[Set problem] Please output the entries from the start through the line containing "60 L 44 369", inclusive, as a two-column CSV headed entry_text and entry_answer, one row per entry with its text and its answer. Put each field in quotes and turn every line break inside a field into a space.

[Provided data]
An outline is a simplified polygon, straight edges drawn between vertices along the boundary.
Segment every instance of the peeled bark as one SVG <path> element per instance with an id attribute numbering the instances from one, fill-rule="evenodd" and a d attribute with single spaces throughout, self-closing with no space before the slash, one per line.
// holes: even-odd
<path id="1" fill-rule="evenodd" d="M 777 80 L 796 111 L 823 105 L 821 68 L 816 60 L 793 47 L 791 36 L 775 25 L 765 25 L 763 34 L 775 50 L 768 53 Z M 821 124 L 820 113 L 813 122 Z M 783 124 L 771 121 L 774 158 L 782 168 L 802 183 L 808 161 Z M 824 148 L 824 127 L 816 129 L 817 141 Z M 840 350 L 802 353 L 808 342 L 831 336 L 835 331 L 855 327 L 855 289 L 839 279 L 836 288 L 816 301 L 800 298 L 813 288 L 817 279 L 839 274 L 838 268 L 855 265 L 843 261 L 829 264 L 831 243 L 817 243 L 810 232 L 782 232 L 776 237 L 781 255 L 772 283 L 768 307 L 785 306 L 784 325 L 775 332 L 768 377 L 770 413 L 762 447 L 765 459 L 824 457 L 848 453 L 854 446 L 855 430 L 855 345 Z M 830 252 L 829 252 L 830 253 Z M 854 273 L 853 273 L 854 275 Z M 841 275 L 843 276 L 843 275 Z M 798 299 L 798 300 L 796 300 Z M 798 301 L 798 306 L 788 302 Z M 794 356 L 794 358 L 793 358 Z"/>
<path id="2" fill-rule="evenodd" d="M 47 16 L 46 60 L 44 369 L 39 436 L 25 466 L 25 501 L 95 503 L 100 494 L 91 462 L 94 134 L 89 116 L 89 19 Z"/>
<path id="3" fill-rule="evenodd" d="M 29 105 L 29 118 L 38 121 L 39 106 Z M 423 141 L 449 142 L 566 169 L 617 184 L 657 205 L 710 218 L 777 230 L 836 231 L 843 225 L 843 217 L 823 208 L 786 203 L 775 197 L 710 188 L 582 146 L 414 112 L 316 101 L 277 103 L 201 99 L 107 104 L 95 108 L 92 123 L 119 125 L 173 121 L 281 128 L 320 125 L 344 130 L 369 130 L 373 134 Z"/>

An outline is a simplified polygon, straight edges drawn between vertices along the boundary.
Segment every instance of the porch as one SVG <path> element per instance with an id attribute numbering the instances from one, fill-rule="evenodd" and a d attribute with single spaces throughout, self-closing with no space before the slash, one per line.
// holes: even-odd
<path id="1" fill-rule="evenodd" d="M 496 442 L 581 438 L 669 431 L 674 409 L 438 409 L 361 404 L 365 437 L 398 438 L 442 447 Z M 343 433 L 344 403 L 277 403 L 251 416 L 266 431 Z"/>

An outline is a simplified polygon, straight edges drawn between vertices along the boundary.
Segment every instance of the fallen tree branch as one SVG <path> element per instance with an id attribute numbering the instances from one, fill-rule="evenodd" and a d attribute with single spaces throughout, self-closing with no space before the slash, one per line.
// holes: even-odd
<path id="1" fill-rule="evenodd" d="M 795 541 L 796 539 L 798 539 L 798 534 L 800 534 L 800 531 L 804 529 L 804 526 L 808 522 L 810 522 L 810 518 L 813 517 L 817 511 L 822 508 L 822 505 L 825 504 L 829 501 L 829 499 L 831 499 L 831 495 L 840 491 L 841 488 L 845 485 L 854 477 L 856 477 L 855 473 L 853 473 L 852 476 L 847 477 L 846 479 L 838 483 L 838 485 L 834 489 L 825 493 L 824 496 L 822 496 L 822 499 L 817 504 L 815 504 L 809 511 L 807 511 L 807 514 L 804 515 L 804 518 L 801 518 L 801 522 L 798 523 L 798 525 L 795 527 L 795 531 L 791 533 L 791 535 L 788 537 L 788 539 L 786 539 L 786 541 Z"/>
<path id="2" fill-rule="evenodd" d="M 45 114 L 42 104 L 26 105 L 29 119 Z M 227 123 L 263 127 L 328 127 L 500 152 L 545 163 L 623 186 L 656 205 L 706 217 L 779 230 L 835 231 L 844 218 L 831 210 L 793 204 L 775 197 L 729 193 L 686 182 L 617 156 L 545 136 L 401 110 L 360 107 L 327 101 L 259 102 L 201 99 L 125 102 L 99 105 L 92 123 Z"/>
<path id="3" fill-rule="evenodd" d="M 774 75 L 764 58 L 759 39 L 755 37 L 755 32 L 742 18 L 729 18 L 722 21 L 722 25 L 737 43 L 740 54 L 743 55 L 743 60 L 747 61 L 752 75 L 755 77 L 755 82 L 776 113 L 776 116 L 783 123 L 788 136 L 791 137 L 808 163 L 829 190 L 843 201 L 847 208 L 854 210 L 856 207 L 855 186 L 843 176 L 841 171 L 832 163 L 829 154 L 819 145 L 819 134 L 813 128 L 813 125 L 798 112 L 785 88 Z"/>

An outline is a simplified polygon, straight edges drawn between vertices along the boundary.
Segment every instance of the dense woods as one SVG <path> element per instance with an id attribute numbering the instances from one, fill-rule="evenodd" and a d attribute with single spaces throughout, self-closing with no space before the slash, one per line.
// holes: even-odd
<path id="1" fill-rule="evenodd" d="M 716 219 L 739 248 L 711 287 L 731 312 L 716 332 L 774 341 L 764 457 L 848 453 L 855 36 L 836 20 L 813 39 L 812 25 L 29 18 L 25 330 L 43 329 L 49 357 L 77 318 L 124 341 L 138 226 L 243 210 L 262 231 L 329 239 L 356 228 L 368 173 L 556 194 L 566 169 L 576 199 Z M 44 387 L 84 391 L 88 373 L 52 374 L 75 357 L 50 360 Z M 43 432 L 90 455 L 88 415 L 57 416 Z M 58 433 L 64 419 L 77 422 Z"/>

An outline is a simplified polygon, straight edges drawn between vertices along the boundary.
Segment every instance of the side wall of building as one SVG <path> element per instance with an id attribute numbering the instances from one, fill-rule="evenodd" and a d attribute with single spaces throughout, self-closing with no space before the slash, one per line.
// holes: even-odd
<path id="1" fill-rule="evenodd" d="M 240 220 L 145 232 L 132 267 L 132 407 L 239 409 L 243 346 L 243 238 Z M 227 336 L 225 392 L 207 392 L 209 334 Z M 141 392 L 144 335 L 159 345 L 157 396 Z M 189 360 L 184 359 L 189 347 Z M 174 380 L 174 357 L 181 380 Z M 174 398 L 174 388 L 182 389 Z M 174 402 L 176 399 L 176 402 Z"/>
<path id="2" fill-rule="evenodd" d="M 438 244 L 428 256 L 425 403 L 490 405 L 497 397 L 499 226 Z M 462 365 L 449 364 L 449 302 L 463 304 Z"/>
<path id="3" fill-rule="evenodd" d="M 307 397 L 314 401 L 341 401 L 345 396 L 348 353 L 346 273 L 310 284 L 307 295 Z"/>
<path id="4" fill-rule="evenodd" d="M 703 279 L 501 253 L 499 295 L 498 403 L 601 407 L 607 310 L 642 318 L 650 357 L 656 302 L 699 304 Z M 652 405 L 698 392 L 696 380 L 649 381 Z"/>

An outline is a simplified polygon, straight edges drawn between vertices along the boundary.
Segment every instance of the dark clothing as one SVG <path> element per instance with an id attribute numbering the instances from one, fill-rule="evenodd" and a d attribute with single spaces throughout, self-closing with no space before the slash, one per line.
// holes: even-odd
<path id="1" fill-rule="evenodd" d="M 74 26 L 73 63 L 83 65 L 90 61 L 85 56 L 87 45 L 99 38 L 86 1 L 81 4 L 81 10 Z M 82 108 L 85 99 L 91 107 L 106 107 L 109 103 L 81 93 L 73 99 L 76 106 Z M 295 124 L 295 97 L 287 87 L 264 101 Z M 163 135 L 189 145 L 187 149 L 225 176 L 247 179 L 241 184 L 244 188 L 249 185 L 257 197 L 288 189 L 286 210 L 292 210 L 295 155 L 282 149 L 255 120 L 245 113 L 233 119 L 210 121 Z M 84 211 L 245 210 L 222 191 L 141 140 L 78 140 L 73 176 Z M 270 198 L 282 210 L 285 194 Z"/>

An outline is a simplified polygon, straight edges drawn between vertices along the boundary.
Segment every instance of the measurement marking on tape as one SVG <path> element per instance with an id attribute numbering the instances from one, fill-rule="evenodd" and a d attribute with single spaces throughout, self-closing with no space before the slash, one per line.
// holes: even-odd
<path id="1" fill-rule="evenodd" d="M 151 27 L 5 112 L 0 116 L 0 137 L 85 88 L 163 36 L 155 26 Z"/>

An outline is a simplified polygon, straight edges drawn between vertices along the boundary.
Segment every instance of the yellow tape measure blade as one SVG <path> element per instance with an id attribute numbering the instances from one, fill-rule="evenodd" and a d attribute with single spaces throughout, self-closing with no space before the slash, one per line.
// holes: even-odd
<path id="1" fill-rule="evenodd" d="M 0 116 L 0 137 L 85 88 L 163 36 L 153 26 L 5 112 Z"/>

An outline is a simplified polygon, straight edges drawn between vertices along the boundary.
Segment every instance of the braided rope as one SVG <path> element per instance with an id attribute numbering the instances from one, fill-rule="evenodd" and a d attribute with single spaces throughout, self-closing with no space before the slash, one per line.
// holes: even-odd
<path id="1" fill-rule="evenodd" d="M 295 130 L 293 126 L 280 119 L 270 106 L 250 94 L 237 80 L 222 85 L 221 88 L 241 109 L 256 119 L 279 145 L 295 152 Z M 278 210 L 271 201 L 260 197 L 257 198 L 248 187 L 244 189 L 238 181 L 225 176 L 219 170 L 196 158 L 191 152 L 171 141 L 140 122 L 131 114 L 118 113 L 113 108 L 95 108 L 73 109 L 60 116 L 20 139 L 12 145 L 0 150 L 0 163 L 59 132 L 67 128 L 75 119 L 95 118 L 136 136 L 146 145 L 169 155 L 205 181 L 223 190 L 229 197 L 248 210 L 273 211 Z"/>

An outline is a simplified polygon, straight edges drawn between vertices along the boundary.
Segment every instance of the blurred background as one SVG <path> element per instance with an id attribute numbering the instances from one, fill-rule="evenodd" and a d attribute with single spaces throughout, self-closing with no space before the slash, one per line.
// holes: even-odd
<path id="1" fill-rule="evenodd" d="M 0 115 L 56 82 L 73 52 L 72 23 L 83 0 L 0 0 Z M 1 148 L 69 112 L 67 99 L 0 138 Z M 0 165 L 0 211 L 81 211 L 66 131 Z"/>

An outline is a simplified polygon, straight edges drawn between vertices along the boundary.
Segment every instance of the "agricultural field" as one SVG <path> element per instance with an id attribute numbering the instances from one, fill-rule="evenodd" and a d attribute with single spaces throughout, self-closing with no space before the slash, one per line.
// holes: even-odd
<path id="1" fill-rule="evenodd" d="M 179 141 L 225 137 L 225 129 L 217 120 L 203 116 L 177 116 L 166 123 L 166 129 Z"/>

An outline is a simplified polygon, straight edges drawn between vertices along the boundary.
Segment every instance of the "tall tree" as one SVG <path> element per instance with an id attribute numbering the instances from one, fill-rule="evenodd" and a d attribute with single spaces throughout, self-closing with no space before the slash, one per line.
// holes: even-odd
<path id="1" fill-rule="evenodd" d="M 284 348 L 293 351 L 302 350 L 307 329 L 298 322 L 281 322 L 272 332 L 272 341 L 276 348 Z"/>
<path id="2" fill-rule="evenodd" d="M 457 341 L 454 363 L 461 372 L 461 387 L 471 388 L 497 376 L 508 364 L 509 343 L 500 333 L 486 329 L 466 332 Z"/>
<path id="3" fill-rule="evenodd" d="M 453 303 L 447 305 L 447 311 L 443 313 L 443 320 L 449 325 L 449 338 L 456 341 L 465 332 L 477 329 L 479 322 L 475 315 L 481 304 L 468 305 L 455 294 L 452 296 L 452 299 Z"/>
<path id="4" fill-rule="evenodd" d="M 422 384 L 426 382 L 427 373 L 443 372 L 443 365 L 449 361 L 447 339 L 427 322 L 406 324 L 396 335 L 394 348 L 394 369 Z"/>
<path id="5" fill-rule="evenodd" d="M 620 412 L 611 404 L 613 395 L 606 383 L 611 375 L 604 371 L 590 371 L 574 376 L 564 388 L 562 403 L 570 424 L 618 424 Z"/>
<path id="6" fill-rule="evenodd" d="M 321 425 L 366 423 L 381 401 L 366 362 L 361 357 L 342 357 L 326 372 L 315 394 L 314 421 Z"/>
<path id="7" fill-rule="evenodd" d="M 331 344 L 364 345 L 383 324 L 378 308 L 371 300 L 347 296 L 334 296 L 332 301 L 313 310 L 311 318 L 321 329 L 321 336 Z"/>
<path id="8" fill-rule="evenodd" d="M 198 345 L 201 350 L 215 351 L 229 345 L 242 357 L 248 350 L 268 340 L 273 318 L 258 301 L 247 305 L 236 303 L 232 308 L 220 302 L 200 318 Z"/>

[Finished answer]
entry_text,entry_answer
"An outline is a simplified polygon, straight edges drawn between vertices along the boundary. Segment every instance of the peeled bark as one SVG <path> element per instance with an id attribute numbering the instances from one, fill-rule=""evenodd"" and a d attribute with single spaces throughout, self-closing with no space before the slash, one per line. // holes: even-odd","<path id=""1"" fill-rule=""evenodd"" d=""M 777 80 L 796 111 L 823 105 L 821 68 L 816 60 L 793 47 L 791 36 L 775 25 L 765 25 L 763 34 L 775 50 L 768 53 Z M 821 124 L 820 113 L 813 122 Z M 783 124 L 771 121 L 774 158 L 782 168 L 802 183 L 808 161 Z M 824 148 L 824 127 L 816 129 L 817 141 Z M 840 350 L 802 353 L 808 342 L 831 336 L 835 331 L 855 327 L 855 289 L 839 279 L 836 288 L 816 301 L 800 298 L 813 288 L 817 279 L 839 274 L 838 268 L 855 265 L 843 261 L 829 264 L 831 243 L 817 243 L 810 232 L 782 232 L 776 237 L 781 255 L 772 283 L 768 307 L 785 306 L 784 325 L 775 332 L 768 377 L 770 413 L 762 447 L 765 459 L 824 457 L 848 453 L 854 446 L 855 430 L 855 345 Z M 830 252 L 829 252 L 830 253 Z M 854 273 L 853 273 L 854 275 Z M 841 275 L 843 276 L 843 275 Z M 798 299 L 798 300 L 796 300 Z M 798 301 L 798 306 L 788 302 Z M 794 356 L 794 358 L 793 358 Z""/> <path id=""2"" fill-rule=""evenodd"" d=""M 47 16 L 46 60 L 44 369 L 39 436 L 25 466 L 25 501 L 95 503 L 100 494 L 91 462 L 94 134 L 89 116 L 89 19 Z""/>"